-- Start of TEXT PROVIDED --
Preparing a new lien and recording that new lien does not extend the time on your lien. What you have now done is you have lost your lien rights on your first lien, and your second line is now what is called a fraudulent lien. You may be liable for damages for doing that.  

Again, the only way to keep your lien claim alive is to file that lawsuit no later than one year from the recording date of the Claim of Lien.  

What Does ‘Bonding Off a Lien’ Mean?  

Without this background, what does ‘bonding off my lien’ mean?  

a. Sometimes the owner, contractor, and subcontractor have to keep property free of liens 

Know that sometimes, the owner, contractors, and sometimes even the subcontractor may have a legal or contractual obligation to keep the property free and clear of liens. Understand that this concept of bonding off a lien is different than having a claim against a surety payment bond that is typically posted at the time the job commences.  

So on public projects, the contractor typically has a bond. On larger private projects, the owner will require the contractor to get a payment bond. That surety bond Florida secures your right to be paid in lieu of a lien. Bonding off your lien means you still have lien rights because there was no payment bond prepared and recorded at the time the project started.  

But now because your lien on the property is creating a problem, someone can take your lien that attaches to the project and set it aside. They can then put it against a security instrument. So this bond is like cash that is set aside to secure your lien. So it takes it off the property and puts it on that cash.  

b. Need for contractor or owner to keep property free and clear of liens 

Some examples of a need for a contractor or owner to keep the property free and clear of liens is:  

i. Loan  

Maybe there is a loan on a property. Your lien becomes a technical default on that loan and the owner has to bond off your lien or the owner tells the contractor you need to bond off the lien.
-- End of TEXT PROVIDED --
= TASK OBJECTIVE =
Using the text on liens above, explain in one to three sentences why preparing and recording a new lien cannot take the place of filing the lawsuit.
-- Start of MATERIAL --
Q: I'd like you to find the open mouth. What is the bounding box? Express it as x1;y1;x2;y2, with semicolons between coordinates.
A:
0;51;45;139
-- End of MATERIAL --
= SOLUTION TO THIS EXERCISE =
Recording a new lien does not extend the time on the original lien. Instead, the lien rights on the first lien are lost, the second lien becomes a fraudulent lien, and the person who recorded it may be liable for damages. The only way to keep the claim alive is to file the lawsuit within one year of the Claim of Lien's recording date.